> **Description of the task**: How many lines of the data below contain the string "coping"? Reply with the number only.

Location identification entries:
= = = = =

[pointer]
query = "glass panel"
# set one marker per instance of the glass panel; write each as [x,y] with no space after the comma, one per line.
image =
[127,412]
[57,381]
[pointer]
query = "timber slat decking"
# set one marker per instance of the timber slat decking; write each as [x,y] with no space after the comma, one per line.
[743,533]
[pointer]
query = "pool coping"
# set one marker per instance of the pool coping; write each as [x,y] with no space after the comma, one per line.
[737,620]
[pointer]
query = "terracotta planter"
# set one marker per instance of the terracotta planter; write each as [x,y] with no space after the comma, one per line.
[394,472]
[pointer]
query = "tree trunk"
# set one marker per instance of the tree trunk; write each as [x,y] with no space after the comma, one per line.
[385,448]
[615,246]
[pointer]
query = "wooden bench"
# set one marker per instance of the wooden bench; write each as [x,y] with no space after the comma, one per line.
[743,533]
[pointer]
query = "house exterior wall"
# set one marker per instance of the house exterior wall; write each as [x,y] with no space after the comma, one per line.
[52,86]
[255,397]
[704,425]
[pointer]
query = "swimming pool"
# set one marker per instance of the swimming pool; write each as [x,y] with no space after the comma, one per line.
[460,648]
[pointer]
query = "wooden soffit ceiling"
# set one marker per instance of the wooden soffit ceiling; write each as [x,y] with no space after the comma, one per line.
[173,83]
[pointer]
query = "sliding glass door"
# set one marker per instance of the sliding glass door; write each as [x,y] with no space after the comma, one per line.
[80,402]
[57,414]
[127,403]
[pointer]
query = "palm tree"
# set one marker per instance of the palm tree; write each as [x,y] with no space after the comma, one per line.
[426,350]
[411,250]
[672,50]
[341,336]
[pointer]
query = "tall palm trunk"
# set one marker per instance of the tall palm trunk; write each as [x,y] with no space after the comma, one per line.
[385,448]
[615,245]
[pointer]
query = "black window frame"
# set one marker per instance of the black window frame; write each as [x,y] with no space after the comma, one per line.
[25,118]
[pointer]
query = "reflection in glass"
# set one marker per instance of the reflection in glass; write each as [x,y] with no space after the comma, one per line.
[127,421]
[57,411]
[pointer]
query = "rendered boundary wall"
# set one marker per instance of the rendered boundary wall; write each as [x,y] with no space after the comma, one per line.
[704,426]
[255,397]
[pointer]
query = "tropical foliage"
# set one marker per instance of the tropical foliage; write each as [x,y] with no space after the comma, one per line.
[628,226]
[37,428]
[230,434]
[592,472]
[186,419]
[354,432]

= = = = =

> **Solution for this exercise**: 2